Fig. 3. Oil-water relative permeability (a) and capillary pressure (b) curves.
Based on the basic parameters of these two wells, the model in this paper was used for physical modeling and simulation. The simulation results are in good agreement with the production data of field statistics (Fig. 4), and the simulation results of Well B by Eclipse software also match the simulation results of the model in this paper, proving that this model can accurately predict the production performance with or without soaking.
Fig. 4. Comparison between simulation results and production data from field statistics.

2. Optimization method of shut-in time

Imbibition production is an important mechanism for enhancing oil recovery of shale oil reservoir. Besides capillary pressure and gravity, chemical osmotic pressure, membrane properties of matrix wall and fluid exchange area between matrix and fracture are also important factors affecting imbibition during shut-in. Regardless of fluid damage, at different shut-in times, the displaced oil amount by imbibition and cumulative production are different. With the increase of shut-in time, the cumulative production or recovery increase to a certain extent.

**Work instructions:**
a) In the passage on shale oil shut-in time, what software was also used to simulate Well B?
b) Continue the passage on optimizing shut-in time for shale oil wells, picking up right after its final sentence.

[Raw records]
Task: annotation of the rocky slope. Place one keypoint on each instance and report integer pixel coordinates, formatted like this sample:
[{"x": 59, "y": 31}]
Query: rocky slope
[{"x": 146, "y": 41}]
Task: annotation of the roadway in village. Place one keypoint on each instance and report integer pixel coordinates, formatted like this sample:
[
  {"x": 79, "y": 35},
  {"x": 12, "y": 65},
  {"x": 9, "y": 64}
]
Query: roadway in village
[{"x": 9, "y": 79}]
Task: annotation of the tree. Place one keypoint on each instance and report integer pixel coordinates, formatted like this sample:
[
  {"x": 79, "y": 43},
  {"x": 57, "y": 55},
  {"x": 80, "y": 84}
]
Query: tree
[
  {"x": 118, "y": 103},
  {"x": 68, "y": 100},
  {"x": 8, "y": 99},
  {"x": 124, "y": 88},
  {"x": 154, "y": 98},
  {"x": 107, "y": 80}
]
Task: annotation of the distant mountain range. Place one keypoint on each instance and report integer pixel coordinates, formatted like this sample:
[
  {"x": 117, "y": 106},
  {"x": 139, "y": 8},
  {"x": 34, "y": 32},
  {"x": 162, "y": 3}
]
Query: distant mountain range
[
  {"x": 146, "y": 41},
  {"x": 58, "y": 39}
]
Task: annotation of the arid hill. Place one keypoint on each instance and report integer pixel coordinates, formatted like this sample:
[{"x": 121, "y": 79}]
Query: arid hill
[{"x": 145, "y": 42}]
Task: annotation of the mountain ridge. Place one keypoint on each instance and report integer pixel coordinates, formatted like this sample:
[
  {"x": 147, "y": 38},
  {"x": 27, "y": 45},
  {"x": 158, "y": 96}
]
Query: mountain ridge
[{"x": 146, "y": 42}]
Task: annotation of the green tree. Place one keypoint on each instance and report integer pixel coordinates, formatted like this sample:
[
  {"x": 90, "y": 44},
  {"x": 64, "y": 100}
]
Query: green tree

**Task-by-task results:**
a) Eclipse

b)
Based on the established fracturing-soaking-production integrated model, a shut-in time optimization method aiming at maximizing productivity and recovering cost fastest has been proposed in this paper. The specific operation steps are as follows.
(1) According to the established model, the recovery performance under a certain set of engineering parameters, geological parameters and a certain shut-in time is obtained.
(2) Change the shut-in time and repeat step (1). Under the same geological parameters and engineering parameters, the relationship between cumulative output and production time under different shut-in time can be obtained, as shown in Fig. 5a.
Fig. 5. Schematic diagram of shut-in time optimization method.
(3) Based on the results of step (2), sort out the differences in cumulative production between different shut-in time schemes and non-soaking scheme at a certain production time (generally select the time point with large difference in cumulative productions), so as to obtain the relationship between the cumulative production increment and shut-in time shown in Fig. 5b.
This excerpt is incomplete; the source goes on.